**ASSIGNMENT**
Write the entries below again, precisely as they appear.
BEGIN ENTRIES SUPPLIED
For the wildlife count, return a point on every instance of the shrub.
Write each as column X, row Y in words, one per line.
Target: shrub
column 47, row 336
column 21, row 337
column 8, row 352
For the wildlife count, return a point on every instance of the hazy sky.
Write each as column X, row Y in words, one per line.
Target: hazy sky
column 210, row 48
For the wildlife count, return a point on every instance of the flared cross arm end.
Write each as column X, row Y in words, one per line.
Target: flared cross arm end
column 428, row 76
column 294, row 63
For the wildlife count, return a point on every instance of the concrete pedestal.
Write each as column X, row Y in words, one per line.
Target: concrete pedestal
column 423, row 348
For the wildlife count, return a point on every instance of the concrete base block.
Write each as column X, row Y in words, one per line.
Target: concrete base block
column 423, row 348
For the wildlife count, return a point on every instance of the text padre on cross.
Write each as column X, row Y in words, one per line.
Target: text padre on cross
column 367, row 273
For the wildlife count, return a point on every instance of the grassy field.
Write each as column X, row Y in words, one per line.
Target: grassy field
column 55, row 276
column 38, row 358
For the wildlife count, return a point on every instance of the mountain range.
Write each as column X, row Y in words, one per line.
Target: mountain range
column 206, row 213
END ENTRIES SUPPLIED
**SOLUTION TO THIS TASK**
For the wildlife count, return a point on every instance of the shrub.
Write each as column X, row Y in words, one per line.
Target: shrub
column 47, row 336
column 21, row 337
column 8, row 352
For the wildlife count, return a point on every instance of the hazy sky.
Write each as column X, row Y in words, one per line.
Target: hazy sky
column 210, row 48
For the wildlife count, return a point on every instance of the flared cross arm end.
Write each as column X, row Y in words, one per line.
Target: flared cross arm end
column 428, row 76
column 294, row 63
For the wildlife count, return a point on every instance of the concrete pedestal.
Write each as column X, row Y in words, one per line.
Target: concrete pedestal
column 423, row 348
For the wildlife count, return a point on every instance of the concrete base block.
Write each as column X, row Y in words, one per line.
Target: concrete base block
column 423, row 348
For the wildlife count, return a point on every instance of the text padre on cross.
Write each as column X, row Y in words, one per line.
Target: text padre on cross
column 367, row 273
For the wildlife count, return a point on every instance of the grassy field.
Write each as column X, row Y in words, one per line.
Target: grassy field
column 55, row 276
column 38, row 358
For the wildlife count, return a point on every instance of the mountain range.
Write each as column X, row Y in words, one per line.
Target: mountain range
column 206, row 213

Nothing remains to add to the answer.